#### [ФРАГМЕНТ ТЕКСТА]
═══

А. Л.: В любой постсоветсткой стране так устроено, что столица развита больше регионов. Так называемый Рунет — это не территория России, а зона людей, которые умеют говорить, читать, писать по-русски. Поэтому половина Украины читает российские новостные сайты. Московские каналы в Киеве воспринимают как центральные, местные — как третья-четвертая кнопка на пульте телевизора.
Русский Интернет уже стал неким независимым замером, люди идут туда, потому что там более профессиональные редакции. Я не могу представить себе в ближайшее время самостоятельный украинский Интернет.
В свою очередь так же можно сравнивать российские и западные продукты. Российские, конечно, будут проигрывать. И это не потому, что они «там» такие особенные, а потому что они много-много лет собирали и растили лучших специалистов. Соответственно на всей постсоветской территории данные специалисты собраны в Москве. Интернет лучше делают в Москве, чем Киеве, просто потому, что половина людей, которые это могли бы делать, работают в Москве.
«&»: Когда-нибудь подвергали сомнению то, что талантливы?
А. Л.: Никогда не сомневался. Не знаю, что такое кризис жанра. Были периоды, когда я думал, что вот сейчас все закончится и то мое качество, благодаря которому я легко могу решить любую задачу, вдруг куда-то исчезнет. Наберу заказов, расскажу о себе, а потом вдруг в какой-то момент что-то случится и я останусь, как оперный певец, без голоса, начну заниматься колбасой.
А потом понял: это умение никуда не девается, это технология. И я могу без какого-то душевного подъема, без музы, так сказать, делать очень качественные вещи. Даже если во мне совершенно отсутствует вдохновение или настроение, я могу механически сделать что-то, а потом уже включается вдохновении и я могу быстро все доделать.
«&»: Поделитесь своим рецептом создания оригинального узнаваемого стиля?
А. Л.: У него очень много составляющих. Начиная от правил оформления каких-то стандартных наборов — что наше, что не наше. За все то время, сколько занимаюсь дизайном, я узнал, что работает, а что нет, что нравится, а что не нравится. Соответственно все проверенное годами работы мы используем. Не изобретаем новый способ верстки заголовка только потому, что нужно быть оригинальным в данный момент. Мы никогда не ставили перед собой задачу каждый раз что-либо изобретать. Это все равно что изобретать свой размер обуви, свой способ корректирования зрения. Ведь все, кто корректируют зрение, делают это при помощи очков или операции. И уже никто не изобретает что-то более оригинальное и бессмысленное, непохожее на привычное, но практически неудобное.

═══

(Данные для привязки текста к области изображения)
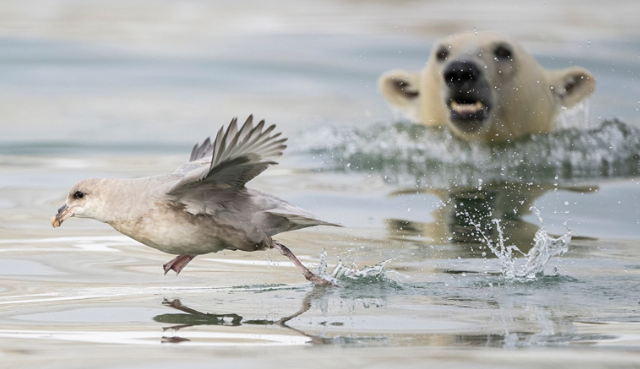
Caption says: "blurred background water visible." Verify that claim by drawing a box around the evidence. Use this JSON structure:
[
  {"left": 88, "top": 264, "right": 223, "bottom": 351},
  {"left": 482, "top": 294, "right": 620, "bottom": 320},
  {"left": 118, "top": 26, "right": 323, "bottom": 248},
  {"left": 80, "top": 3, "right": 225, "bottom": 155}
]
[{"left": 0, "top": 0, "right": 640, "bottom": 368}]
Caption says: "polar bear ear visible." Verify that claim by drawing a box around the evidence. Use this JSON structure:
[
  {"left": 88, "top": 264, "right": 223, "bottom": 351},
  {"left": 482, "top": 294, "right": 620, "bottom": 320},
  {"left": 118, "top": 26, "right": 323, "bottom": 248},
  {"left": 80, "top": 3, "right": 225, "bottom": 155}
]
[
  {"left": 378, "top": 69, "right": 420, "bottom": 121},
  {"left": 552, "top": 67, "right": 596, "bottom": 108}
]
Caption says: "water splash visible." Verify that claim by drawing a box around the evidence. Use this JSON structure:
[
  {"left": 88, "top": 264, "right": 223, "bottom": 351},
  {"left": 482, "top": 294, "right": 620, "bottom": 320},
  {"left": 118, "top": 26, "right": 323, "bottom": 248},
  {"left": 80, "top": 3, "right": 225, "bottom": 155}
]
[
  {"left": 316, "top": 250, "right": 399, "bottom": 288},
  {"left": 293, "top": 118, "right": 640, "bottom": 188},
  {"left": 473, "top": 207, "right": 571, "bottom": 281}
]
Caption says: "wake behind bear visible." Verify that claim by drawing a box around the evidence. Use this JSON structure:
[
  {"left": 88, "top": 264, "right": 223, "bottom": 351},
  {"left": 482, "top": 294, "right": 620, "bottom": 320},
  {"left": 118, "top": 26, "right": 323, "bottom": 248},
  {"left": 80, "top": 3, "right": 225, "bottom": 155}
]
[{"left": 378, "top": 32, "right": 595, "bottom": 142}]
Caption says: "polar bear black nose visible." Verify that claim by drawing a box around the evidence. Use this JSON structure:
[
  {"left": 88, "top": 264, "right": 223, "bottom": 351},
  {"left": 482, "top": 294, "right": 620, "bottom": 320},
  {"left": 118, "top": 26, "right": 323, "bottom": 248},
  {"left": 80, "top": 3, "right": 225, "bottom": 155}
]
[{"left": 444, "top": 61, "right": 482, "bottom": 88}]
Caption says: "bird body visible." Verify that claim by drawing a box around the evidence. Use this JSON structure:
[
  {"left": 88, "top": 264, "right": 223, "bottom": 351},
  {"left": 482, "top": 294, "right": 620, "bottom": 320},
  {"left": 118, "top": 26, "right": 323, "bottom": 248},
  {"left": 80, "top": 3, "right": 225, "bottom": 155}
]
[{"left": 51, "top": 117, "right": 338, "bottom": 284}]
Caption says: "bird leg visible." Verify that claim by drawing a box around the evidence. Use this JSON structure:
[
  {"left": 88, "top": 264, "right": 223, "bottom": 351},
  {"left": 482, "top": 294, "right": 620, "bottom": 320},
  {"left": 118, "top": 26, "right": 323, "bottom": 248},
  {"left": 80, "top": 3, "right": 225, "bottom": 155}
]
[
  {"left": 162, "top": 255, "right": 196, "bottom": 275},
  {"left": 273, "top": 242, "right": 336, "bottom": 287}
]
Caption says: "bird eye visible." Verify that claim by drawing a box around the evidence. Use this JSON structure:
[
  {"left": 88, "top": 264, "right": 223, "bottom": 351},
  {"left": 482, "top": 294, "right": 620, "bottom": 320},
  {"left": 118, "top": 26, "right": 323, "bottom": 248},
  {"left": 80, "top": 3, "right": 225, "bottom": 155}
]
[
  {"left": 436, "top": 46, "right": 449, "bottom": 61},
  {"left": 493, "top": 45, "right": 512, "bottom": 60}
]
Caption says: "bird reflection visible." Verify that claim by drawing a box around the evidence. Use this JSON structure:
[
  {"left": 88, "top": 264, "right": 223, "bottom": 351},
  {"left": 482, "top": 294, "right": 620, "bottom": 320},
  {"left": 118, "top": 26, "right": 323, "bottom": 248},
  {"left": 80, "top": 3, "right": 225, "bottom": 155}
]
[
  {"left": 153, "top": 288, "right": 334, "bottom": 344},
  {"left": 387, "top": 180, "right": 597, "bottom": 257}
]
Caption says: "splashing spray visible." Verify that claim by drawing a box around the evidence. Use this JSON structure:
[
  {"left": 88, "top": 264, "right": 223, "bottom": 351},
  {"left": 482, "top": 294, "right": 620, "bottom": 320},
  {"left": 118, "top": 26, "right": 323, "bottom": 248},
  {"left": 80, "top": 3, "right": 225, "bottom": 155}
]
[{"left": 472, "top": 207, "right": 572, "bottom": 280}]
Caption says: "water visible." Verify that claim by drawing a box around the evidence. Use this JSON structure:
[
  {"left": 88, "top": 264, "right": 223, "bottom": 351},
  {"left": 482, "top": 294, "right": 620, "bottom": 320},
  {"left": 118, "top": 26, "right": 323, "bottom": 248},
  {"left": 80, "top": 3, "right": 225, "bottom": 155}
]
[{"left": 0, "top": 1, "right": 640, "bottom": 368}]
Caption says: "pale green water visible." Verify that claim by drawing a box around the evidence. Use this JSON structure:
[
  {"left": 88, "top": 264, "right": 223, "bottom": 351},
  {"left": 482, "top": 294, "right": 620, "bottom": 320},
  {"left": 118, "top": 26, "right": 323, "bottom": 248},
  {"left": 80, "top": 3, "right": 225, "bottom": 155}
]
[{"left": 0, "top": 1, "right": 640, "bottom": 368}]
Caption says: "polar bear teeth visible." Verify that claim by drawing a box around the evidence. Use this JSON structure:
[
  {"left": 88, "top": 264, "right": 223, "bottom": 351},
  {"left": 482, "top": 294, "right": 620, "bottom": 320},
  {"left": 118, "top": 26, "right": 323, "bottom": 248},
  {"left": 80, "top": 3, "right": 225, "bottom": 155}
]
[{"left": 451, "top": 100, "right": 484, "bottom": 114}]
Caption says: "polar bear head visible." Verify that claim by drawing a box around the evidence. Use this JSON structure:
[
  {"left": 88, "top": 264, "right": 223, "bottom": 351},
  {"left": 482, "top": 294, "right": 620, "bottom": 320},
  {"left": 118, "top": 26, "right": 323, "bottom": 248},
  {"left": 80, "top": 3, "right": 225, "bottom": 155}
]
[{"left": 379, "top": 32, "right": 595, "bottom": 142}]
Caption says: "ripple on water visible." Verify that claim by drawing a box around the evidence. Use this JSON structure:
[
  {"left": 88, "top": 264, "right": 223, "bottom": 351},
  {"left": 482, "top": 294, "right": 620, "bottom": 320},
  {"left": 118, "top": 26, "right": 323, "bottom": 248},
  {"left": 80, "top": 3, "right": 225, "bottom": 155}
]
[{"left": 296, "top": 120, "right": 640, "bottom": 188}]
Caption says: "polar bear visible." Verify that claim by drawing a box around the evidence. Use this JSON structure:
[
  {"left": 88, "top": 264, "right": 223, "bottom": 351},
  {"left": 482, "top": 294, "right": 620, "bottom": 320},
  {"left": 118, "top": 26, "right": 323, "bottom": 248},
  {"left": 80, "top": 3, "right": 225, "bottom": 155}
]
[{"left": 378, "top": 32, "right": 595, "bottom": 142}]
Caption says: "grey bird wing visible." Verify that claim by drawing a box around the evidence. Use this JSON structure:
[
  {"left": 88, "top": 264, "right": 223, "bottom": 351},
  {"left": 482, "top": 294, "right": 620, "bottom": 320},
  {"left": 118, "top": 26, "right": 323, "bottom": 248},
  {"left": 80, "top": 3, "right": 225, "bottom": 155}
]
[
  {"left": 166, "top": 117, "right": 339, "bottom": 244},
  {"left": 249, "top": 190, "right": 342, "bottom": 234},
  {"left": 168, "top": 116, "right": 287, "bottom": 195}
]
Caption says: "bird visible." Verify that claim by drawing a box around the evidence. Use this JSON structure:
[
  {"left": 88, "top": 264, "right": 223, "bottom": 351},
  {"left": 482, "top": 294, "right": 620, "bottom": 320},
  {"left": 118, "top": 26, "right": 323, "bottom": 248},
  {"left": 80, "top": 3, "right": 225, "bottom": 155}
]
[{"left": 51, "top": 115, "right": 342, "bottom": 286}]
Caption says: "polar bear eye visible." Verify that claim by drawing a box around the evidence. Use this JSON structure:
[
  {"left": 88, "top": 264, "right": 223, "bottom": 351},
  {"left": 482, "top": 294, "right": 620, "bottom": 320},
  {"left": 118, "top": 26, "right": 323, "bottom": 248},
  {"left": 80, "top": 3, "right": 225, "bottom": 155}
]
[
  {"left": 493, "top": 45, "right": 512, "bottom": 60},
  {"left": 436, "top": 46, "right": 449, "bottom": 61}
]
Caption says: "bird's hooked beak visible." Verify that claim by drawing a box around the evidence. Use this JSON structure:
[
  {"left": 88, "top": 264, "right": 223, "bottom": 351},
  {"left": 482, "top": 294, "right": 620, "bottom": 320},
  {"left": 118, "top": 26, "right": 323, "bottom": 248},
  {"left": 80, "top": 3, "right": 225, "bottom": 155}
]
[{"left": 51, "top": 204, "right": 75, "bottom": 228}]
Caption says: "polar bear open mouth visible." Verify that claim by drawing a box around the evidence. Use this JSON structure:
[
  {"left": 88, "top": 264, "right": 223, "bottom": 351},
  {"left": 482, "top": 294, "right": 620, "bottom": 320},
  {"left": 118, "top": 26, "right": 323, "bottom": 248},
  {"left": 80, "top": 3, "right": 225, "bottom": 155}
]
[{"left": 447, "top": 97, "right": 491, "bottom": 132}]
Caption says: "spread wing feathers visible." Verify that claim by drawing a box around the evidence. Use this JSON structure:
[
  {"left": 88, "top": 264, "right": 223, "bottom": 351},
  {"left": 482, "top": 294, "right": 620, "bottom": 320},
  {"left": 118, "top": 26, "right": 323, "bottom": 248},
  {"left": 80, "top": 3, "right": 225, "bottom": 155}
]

═══

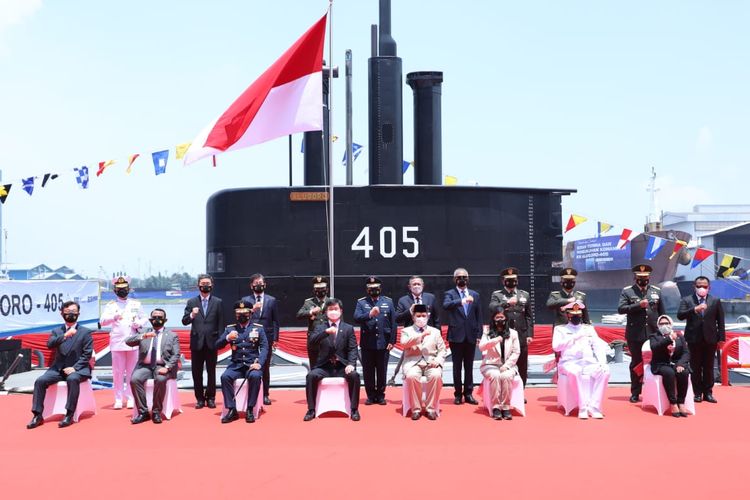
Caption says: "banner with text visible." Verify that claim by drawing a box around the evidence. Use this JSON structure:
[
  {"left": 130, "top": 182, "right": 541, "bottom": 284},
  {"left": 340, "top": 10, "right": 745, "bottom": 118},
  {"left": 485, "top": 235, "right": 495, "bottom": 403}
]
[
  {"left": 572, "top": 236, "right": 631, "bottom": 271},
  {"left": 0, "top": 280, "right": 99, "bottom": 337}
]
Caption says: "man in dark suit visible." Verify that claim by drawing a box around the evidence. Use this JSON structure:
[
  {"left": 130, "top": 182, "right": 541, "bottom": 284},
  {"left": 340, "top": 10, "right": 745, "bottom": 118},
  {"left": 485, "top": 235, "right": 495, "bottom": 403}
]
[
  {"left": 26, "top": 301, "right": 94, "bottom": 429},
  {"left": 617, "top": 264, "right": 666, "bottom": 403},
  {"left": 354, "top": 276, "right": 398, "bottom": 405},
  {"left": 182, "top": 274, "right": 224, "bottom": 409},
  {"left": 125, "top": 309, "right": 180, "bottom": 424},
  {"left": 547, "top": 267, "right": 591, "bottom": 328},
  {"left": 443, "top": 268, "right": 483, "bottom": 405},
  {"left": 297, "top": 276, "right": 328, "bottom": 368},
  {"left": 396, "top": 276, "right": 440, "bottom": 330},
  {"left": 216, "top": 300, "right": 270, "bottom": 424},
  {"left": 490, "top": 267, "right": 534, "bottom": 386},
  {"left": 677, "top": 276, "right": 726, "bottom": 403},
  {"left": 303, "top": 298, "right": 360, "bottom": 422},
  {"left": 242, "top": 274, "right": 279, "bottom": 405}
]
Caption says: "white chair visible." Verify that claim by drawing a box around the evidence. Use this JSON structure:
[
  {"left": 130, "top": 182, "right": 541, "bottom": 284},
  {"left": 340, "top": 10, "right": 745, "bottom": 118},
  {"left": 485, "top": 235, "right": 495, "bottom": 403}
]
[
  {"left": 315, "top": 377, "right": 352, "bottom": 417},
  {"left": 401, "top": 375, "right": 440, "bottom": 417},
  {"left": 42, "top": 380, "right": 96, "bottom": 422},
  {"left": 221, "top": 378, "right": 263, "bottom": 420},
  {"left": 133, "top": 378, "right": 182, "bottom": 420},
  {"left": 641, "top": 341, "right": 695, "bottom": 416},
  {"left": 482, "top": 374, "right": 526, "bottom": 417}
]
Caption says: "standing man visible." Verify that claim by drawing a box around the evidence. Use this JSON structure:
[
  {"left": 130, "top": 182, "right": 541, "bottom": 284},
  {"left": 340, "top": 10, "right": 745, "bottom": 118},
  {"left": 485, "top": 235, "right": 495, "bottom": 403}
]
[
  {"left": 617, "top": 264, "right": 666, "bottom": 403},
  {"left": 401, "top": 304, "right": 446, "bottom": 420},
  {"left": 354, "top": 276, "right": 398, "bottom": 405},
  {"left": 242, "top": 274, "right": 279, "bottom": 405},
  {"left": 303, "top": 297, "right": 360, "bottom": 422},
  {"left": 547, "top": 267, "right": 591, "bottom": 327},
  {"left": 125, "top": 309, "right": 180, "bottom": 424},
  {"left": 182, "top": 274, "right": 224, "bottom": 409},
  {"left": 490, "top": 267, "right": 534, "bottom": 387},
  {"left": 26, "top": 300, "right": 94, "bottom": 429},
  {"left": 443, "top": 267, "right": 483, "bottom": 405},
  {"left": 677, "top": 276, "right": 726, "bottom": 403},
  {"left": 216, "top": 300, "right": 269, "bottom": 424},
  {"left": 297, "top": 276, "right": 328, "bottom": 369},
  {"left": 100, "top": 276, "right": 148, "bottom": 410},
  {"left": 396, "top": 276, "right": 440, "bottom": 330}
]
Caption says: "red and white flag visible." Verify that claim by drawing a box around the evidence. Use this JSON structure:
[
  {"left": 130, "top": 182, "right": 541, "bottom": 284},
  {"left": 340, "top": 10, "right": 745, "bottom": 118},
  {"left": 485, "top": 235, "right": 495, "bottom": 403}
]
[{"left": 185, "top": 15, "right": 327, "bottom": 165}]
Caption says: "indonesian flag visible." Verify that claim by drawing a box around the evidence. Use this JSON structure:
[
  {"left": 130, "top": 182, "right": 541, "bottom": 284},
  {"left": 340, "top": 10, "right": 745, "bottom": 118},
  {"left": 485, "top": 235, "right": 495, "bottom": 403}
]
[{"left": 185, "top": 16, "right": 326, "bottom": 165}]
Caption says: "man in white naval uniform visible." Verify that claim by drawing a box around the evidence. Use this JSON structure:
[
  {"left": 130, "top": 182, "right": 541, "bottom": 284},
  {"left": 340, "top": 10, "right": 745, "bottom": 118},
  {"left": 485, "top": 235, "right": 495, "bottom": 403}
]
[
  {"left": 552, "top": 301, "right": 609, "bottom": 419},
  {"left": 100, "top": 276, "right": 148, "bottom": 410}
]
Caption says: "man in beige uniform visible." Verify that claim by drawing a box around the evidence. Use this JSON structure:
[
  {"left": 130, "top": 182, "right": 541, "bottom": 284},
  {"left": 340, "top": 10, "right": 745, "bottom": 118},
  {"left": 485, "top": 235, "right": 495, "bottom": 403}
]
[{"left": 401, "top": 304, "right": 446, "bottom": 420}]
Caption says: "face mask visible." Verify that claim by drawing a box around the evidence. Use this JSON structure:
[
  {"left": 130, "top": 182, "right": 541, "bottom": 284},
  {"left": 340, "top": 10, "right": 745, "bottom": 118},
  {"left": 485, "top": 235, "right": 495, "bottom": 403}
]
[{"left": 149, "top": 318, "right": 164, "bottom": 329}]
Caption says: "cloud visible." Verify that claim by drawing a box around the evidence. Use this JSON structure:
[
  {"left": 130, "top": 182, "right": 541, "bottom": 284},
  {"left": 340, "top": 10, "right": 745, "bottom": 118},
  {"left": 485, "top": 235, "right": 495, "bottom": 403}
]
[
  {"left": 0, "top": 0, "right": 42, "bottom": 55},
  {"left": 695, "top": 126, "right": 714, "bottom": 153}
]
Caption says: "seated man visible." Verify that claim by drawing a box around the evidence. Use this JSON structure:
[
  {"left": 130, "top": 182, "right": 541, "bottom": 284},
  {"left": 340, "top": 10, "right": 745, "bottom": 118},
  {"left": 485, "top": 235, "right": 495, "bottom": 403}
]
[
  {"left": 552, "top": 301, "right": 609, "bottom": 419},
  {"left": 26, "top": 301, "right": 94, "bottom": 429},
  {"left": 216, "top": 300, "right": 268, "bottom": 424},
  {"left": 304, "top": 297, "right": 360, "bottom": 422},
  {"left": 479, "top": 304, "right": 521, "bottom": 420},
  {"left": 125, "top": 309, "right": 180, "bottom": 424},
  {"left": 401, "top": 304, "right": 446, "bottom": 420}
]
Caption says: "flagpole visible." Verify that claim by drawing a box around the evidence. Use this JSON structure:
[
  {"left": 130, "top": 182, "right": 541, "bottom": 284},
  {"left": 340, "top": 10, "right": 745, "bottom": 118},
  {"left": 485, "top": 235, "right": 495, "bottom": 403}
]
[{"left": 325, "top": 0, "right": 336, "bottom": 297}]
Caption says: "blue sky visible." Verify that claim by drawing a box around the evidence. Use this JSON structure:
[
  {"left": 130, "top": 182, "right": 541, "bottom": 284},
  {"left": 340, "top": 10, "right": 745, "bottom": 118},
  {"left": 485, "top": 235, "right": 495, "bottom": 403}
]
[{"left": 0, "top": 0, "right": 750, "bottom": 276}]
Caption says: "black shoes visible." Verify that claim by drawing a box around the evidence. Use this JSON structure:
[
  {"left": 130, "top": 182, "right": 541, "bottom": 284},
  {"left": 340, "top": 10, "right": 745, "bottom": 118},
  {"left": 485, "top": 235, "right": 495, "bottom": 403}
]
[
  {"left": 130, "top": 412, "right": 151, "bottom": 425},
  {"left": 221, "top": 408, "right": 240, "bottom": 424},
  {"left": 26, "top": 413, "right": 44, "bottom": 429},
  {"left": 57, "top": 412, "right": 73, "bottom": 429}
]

═══

#### [ВЫПОЛНИТЕ ЗАДАНИЯ]
1. С чем в интервью сравнивается стремление каждый раз изобретать что-либо новое?
2. Напишите продолжение интервью о Рунете и дизайне после его последней фразы.
Данные никак не связаны с интервью и представляют собой отдельный материал.

#### [ОТВЕТЫ К ЗАДАНИЯМ]
1. С изобретением своего размера обуви и своего способа корректирования зрения.

2.
«&»: Чтобы оставаться востребованным, необходимо вовремя предлагать что-либо новое. Это относится и к дизайну. Но как рождается новый стиль и мода?
А. Л.: Новый стиль рождается в тот момент, когда вырождается старый. Как правило, все, что напрямую касается дизайна, напрямую зависит от технологий. Нет таких визуальных идей, которые вдруг рождаются из ниоткуда.
Например, «Матрица» создала некий набор визуальных клише, и все вдруг заговорили о стиле начала XXI века. Таким образом мы наблюдаем развитие индустрии, которое настолько неградуированное и неосязаемое, что нужно быть очень сильно в процессе, чтобы понимать, что и откуда взялось.
При этом я всегда утверждаю, что дизайн зависит только от технологий. Никаких идейных вещей, которые сильно двигали бы дизайн, практически не бывает. Ведь если дизайн двухцветный, значит, у дизайнера не было возможности печатать в четыре краски.
Но при этом неограниченный выбор возможностей, как правило, убивает творчество, а любые доступные ограничения позволяют эксплуатировать по максимуму имеющееся, добиваясь наилучших результатов.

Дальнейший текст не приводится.